During the career that unfolded, Grahame would work all over the world – on everything from kangaroos and sharks to sea turtles, monkeys, tuna and whales – but it is his progressive research into crocodile conservation and management that has defined his life.

Just before graduating with his PhD, the field skills Grahame developed at UNE led to him relocating to the “unfettered” Top End of the NT, as part of a University of Sydney crocodile research program.

“I only intended to stay for a short time. So little research had been done on even the basic biology of crocodiles that I thought I could make a sound contribution and move on,” Grahame says from his Darwin home of 50 years. Instead, he “published a lot of field research” that broke new ground, established the consultancy Wildlife Management International (in 1978), and Crocodylus Park – one of Darwin’s premier tourist attractions since 1994 – to support his ongoing research and public education efforts.
___
Problem to work on
Continue the profile of Grahame's crocodile research career from the point where it ends.
___
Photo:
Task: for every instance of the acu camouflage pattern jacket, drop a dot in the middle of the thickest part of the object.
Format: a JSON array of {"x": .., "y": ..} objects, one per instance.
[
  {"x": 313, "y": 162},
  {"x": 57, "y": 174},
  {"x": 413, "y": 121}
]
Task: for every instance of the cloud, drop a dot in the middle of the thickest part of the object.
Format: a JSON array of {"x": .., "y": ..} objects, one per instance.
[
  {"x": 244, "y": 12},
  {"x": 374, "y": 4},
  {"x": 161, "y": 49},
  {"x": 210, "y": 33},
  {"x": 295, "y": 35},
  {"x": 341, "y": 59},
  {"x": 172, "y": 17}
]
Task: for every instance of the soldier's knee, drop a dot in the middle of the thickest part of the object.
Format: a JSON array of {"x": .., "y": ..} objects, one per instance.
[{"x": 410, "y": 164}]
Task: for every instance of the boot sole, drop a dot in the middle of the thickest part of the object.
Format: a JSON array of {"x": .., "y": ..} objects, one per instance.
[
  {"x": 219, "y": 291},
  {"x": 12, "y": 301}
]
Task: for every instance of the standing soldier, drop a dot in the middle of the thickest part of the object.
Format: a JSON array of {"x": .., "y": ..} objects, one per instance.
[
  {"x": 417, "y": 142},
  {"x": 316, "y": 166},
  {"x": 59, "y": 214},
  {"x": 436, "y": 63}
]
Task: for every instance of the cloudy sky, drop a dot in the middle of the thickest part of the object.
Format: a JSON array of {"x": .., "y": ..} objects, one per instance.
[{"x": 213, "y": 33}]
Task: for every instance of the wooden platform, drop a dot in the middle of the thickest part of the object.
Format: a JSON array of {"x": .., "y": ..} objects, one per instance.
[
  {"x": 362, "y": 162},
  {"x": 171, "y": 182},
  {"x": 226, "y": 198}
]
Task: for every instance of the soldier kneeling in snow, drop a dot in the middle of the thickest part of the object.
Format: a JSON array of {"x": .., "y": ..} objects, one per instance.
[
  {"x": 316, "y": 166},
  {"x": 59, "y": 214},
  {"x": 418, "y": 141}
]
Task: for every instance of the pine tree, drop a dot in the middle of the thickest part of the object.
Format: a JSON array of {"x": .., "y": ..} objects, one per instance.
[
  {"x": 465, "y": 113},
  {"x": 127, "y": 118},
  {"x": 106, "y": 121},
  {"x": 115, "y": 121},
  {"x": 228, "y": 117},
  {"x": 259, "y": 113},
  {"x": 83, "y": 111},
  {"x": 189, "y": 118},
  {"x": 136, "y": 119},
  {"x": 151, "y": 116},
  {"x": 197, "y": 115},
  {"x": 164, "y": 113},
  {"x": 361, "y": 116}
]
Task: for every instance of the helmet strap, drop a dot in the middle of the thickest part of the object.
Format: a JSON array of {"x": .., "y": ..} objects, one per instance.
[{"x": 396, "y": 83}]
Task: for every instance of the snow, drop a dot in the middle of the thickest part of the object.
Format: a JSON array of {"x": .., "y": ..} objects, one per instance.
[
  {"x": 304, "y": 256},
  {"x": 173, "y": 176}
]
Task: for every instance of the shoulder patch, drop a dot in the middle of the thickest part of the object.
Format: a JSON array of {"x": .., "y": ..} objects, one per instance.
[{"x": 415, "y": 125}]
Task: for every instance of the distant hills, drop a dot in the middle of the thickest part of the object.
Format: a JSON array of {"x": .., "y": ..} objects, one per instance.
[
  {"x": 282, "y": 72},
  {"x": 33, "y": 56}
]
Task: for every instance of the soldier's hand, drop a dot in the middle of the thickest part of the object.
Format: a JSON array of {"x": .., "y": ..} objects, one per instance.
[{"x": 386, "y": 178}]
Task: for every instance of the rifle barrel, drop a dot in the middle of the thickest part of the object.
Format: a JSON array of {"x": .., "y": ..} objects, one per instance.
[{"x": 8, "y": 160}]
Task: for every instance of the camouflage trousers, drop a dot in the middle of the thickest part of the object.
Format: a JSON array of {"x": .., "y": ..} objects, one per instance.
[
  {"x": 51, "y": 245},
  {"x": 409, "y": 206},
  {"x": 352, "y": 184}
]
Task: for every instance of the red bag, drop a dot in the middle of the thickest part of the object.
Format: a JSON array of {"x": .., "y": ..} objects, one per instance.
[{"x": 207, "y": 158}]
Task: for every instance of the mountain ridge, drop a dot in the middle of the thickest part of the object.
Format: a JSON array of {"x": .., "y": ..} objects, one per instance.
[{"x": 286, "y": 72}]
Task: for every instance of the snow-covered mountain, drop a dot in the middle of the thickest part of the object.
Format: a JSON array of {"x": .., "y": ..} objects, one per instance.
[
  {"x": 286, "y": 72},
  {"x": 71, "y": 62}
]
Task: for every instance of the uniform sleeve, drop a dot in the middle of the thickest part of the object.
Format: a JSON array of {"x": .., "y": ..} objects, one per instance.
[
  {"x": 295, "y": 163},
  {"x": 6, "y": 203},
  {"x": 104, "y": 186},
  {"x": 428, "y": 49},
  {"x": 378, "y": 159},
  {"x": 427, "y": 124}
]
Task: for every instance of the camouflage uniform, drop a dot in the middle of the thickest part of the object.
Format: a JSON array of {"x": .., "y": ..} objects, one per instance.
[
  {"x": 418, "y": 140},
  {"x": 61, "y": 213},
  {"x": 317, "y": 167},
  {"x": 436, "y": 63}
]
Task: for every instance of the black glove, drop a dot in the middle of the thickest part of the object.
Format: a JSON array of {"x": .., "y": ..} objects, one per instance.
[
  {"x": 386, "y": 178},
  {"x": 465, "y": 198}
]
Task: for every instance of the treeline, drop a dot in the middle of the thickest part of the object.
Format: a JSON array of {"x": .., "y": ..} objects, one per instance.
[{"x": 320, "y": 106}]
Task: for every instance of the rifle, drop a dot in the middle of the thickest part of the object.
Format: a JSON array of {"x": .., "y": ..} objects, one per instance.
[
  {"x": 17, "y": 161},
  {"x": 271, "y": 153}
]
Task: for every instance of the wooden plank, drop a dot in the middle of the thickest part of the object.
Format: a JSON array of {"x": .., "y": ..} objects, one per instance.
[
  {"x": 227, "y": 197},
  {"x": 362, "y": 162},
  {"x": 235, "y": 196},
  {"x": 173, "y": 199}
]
___
Answer for the task
Working closely with First Nations peoples to catch and mark crocs, Grahame gained valuable insights into safe handling procedures as well as traditional culture, which informed future projects and collaboration with Indigenous people in the Amazon and Arctic. He also demonstrated that sustainable saltwater crocodile ranching and farming could provide commercial incentives to conserve a serious predator – an approach that has been applied within wildlife management programs internationally.

A 1980 “reptilian menace” novel (Numunwari) Grahame wrote, about a gigantic rogue croc and keeper of ancient secrets – a modern-day fable inhabited by ruthless criminals, opportunistic politicians and wise custodians – may not have commanded literary acclaim, but was made into the feature film Dark Age.

In 2001 Grahame was recognised with the Clunies Ross National Science and Technology Award for his scientific contributions and inspirational leadership. Earlier this year he was also made an Officer of the Order of Australia for distinguished service to environmental conservation and wildlife preservation.

Over the decades, WMI has supported more than 50 conservation management programs globally and Grahame has advised a multitude of organisations, including CITES and the IUCN. His once controversial conservation strategies, incorporating science and enterprise with traditional Indigenous management, are now much more mainstream.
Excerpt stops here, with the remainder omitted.